### Input material ###

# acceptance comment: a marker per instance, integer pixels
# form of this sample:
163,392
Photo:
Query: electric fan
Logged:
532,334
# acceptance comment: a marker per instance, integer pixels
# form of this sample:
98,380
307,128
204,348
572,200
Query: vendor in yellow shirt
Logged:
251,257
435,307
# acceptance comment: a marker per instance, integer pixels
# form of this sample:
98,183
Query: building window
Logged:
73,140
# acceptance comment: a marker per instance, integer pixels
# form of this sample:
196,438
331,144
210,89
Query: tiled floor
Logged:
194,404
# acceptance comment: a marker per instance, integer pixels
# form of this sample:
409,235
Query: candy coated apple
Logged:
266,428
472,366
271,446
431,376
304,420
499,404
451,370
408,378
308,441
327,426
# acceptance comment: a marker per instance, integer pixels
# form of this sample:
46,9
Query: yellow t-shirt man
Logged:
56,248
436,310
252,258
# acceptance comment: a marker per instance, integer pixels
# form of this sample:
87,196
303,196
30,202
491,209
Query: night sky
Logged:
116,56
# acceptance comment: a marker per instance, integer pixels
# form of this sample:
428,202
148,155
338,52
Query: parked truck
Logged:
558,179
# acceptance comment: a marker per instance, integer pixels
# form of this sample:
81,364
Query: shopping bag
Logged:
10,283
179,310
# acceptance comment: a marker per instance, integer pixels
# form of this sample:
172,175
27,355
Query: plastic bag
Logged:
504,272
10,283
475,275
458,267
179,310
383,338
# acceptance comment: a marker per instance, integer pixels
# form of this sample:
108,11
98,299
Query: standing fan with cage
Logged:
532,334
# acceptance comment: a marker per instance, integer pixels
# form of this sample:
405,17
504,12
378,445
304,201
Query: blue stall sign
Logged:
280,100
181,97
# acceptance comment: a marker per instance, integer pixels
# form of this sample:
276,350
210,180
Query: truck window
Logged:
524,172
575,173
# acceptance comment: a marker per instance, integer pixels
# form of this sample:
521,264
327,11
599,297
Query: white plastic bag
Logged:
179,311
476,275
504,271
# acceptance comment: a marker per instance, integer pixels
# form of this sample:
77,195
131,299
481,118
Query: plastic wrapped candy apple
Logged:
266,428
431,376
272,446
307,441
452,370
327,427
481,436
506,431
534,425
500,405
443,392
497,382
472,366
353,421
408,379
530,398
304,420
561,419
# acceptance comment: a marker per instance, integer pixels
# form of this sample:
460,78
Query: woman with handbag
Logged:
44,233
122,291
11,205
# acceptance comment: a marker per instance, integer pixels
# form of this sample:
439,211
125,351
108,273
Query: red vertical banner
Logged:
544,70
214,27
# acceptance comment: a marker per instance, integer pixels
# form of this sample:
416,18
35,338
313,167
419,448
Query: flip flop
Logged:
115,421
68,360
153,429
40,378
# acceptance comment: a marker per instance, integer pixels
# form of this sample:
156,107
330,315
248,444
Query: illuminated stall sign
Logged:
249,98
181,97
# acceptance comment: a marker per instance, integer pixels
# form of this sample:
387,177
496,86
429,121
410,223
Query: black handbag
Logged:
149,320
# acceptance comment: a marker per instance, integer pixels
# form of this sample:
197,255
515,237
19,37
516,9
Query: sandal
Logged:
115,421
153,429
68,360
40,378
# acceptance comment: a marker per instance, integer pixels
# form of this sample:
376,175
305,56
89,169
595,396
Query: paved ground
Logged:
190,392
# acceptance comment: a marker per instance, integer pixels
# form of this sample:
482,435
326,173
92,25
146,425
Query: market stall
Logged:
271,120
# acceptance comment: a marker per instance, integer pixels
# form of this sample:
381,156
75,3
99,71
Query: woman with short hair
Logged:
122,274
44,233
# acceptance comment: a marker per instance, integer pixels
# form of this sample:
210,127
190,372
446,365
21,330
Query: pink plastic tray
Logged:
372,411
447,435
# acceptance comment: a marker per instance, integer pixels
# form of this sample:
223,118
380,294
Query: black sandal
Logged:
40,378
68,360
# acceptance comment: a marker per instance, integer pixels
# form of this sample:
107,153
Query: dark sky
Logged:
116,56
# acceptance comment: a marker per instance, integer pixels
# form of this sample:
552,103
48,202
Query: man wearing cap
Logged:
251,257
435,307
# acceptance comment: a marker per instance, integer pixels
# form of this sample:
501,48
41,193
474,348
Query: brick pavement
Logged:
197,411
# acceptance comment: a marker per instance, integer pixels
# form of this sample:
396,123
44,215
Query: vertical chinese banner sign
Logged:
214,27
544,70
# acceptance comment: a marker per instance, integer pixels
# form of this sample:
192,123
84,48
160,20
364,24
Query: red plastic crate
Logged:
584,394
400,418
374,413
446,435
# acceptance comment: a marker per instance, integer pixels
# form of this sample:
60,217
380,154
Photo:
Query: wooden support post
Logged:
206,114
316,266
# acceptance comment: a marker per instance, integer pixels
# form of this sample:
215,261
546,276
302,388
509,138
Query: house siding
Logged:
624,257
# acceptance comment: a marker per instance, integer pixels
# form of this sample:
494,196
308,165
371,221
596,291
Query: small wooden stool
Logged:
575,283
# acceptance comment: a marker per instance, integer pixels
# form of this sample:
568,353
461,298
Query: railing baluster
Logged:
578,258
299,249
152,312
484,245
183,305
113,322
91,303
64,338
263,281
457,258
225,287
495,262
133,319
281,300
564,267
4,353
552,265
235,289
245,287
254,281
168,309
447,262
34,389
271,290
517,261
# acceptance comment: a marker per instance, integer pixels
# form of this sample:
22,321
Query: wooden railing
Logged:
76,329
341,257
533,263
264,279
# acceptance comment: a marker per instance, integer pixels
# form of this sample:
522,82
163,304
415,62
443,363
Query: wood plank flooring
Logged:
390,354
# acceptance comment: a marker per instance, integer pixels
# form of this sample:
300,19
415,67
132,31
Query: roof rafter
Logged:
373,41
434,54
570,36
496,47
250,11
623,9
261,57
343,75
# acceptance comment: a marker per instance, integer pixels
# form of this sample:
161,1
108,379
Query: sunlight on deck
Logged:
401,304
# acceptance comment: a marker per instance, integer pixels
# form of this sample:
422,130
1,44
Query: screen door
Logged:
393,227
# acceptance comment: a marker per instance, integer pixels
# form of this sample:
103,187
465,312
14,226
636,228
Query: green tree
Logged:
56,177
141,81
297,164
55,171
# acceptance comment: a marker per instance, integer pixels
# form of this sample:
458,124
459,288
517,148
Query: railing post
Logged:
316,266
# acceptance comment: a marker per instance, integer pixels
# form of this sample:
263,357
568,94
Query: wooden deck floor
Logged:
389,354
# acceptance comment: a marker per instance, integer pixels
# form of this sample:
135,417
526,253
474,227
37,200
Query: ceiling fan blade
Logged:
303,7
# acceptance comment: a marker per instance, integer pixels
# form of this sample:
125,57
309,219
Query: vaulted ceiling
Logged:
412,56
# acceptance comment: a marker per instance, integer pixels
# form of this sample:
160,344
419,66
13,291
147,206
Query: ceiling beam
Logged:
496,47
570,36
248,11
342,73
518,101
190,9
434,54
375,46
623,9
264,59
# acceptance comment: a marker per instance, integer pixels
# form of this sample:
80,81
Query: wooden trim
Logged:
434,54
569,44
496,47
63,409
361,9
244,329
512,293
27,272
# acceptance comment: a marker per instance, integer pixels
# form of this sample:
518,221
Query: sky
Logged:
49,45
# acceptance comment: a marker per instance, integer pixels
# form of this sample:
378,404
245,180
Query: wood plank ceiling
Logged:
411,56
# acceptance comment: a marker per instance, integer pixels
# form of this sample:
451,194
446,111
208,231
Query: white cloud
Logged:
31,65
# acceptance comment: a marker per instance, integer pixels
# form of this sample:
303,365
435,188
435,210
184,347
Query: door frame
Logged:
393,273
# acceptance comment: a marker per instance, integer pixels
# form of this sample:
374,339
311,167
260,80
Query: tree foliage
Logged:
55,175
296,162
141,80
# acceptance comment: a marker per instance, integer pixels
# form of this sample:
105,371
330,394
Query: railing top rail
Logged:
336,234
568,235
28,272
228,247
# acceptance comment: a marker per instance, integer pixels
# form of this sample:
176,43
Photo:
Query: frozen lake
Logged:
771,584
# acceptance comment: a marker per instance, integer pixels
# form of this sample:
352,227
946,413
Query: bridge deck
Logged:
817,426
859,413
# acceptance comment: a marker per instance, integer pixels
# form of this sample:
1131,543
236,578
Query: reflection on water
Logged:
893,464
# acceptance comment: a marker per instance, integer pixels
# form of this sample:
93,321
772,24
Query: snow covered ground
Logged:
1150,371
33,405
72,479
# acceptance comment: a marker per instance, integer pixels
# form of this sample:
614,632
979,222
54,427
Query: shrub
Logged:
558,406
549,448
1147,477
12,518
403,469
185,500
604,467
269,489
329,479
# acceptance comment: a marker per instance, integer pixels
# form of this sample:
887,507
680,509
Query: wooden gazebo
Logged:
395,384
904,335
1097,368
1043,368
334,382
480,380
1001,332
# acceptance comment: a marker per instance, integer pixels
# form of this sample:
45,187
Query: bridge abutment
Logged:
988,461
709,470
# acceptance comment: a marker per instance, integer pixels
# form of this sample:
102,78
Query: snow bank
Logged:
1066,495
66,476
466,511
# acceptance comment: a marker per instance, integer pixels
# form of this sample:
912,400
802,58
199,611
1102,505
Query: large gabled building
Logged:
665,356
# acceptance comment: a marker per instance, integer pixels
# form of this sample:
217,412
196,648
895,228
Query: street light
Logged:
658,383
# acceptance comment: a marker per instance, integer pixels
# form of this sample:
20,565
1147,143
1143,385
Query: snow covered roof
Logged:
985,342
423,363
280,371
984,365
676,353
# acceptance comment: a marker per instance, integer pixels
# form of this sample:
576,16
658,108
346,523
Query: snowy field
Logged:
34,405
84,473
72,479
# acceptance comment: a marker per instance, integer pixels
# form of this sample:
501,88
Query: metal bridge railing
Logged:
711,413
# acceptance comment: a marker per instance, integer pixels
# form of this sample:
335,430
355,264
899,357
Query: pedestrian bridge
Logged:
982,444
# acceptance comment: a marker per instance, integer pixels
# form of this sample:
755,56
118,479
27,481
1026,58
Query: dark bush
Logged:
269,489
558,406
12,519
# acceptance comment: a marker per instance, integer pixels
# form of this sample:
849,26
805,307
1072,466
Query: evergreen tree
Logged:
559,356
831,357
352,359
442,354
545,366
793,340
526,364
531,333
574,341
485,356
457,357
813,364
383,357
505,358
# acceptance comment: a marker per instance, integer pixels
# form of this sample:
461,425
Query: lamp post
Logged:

###

◆ **Objective**: From the rows above, extract every line that contains the string "deck", matching its case exactly.

◆ **Written solution**:
Query: sunlight on deck
Query: wooden deck floor
Query: bridge deck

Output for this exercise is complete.